Consegna 1.
Riscrivi identiche le voci che vanno dalla riga con "-- sample [541,140]." fino all'ultima voce, comprese entrambe le estremità.

Testo fornito.
•••

In questo album vanno a finire tutte le esperienze dei musicisti, ma c’è in essi una notevole trasformazione, forse dettata dalla voglia di creare qualcosa più nelle loro corde. La voce di Kristiāna abbandona il malvagio screaming del passato per dedicarsi ad un demone gotico debitore di acts come Jarboe per le melodie soavi e tragiche, miscelandole però ad un approccio neoclassico. Protagonista indiscusso dell’album è difatti il pianoforte, spogliato della sua veste “aristocratica” e immerso nel buio totale, in un modo che ricorda la malvagità ossessiva di Diamanda Galas, buttando fuori un certo dolore interiore anche se meno oscuro. Le note d’avorio della deviazione ansiogena di “That Day” mostrano subito una voce piena e convinta dei propri mezzi, mentre le dita scorrono sui tasti in maniera sempre delicata, passando ad intermezzi post-rock nella sognante “Early March” o nel drone cupissimo della malata “Danube”, sprofondando poi nella cruda malinconia della finale “Bloodletting” con quel piano immateriale e la voce malefica. Edvards ed Edgars rappresentano la componente più fisica, anche se suonano i propri strumenti molto in ombra. La chitarra si fa eco di sfumature spaziali alienati nella traccia di apertura inserendoci poi riff black metal nell’harsh noise/ambient di “The Dinner” o creando dei monoliti doom metal massicci nella distorsione psichedelica di “Crazy” che contiene un crescendo molto intenso. Dal canto suo, il buon Edvards alla batteria si fa marziale e meno impetuoso che in passato, imparando anche lui dalle esperienze del black metal in salsa prog dei già citati Eschatos, dosando i tocchi ritmici e segnando tempi a volte distruttivo/apocalittici ed altre in maniera più marziale come la rallentata titletrack “Mausoleum” che illumina il buio con dei vocalizzi impressionanti in viaggio verso gli astri abbandonandosi alla totale psichedelia mentale.

•••

Materiale di lavoro.

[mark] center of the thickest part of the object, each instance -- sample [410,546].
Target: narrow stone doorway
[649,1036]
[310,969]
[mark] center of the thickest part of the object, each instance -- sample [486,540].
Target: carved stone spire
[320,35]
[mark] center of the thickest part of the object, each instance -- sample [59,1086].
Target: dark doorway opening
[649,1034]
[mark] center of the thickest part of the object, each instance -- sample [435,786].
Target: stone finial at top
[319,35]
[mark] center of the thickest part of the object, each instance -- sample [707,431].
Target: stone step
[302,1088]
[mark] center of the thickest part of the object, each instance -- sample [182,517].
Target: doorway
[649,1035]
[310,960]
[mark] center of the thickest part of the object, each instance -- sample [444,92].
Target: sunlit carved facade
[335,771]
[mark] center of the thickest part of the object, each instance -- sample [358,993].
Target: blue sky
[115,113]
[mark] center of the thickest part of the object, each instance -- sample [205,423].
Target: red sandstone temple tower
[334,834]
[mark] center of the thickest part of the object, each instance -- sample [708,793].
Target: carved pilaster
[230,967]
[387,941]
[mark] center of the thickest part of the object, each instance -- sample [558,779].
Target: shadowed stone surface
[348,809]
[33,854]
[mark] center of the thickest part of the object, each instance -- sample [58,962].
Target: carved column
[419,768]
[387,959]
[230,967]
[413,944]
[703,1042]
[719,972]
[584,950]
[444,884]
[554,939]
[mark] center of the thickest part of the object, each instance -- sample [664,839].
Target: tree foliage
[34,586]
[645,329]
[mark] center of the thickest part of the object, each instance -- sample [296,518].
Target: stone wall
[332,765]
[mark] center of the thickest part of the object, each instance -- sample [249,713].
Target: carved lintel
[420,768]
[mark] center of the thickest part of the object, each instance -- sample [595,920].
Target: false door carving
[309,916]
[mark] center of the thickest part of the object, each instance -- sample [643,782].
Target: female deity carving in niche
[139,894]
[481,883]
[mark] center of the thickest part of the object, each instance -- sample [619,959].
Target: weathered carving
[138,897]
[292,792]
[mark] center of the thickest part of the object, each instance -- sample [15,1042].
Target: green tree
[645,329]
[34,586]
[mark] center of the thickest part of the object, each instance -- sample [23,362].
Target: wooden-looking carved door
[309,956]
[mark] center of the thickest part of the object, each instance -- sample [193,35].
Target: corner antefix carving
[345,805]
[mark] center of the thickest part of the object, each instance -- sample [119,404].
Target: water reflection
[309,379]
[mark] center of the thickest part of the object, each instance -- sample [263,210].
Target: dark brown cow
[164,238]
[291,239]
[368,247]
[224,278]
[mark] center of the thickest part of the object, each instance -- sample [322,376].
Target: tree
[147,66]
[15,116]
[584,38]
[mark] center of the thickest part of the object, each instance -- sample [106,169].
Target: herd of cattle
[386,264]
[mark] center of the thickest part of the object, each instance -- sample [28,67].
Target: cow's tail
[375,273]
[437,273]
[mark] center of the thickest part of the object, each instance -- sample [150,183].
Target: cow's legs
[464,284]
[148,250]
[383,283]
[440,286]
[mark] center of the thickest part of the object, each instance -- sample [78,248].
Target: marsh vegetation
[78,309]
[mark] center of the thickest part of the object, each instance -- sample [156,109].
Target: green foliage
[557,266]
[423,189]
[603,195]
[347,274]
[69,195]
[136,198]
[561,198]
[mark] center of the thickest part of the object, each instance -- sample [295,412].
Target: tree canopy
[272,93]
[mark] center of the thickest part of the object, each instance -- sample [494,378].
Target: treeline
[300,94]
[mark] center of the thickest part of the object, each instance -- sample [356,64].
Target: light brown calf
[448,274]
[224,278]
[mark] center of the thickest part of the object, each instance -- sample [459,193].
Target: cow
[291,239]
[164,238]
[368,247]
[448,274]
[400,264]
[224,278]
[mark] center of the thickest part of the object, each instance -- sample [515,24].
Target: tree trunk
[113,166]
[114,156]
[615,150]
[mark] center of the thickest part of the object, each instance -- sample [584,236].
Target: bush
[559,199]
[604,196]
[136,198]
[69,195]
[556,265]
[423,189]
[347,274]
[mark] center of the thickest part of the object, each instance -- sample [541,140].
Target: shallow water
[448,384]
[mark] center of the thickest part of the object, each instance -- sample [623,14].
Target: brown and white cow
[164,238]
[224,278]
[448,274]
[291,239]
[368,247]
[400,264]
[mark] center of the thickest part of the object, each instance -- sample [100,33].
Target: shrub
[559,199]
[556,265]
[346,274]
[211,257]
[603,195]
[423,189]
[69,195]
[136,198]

•••

Consegna 2.
Rispondi in base alla recensione:
(a) Quale strumento è indicato come protagonista indiscusso dell'album?
(b) Quale brano contiene un crescendo molto intenso?
(c) Chi suona la batteria?

Risposta completa 1.
[mark] center of the thickest part of the object, each instance -- sample [541,140].
Target: shallow water
[448,384]
[mark] center of the thickest part of the object, each instance -- sample [623,14].
Target: brown and white cow
[164,238]
[224,278]
[448,274]
[291,239]
[368,247]
[400,264]
[mark] center of the thickest part of the object, each instance -- sample [100,33].
Target: shrub
[559,199]
[556,265]
[346,274]
[211,257]
[603,195]
[423,189]
[69,195]
[136,198]

Risposta completa 2.
(a) Il protagonista indiscusso dell'album è il pianoforte.
(b) Il crescendo molto intenso si trova in "Crazy".
(c) La batteria è suonata da Edvards.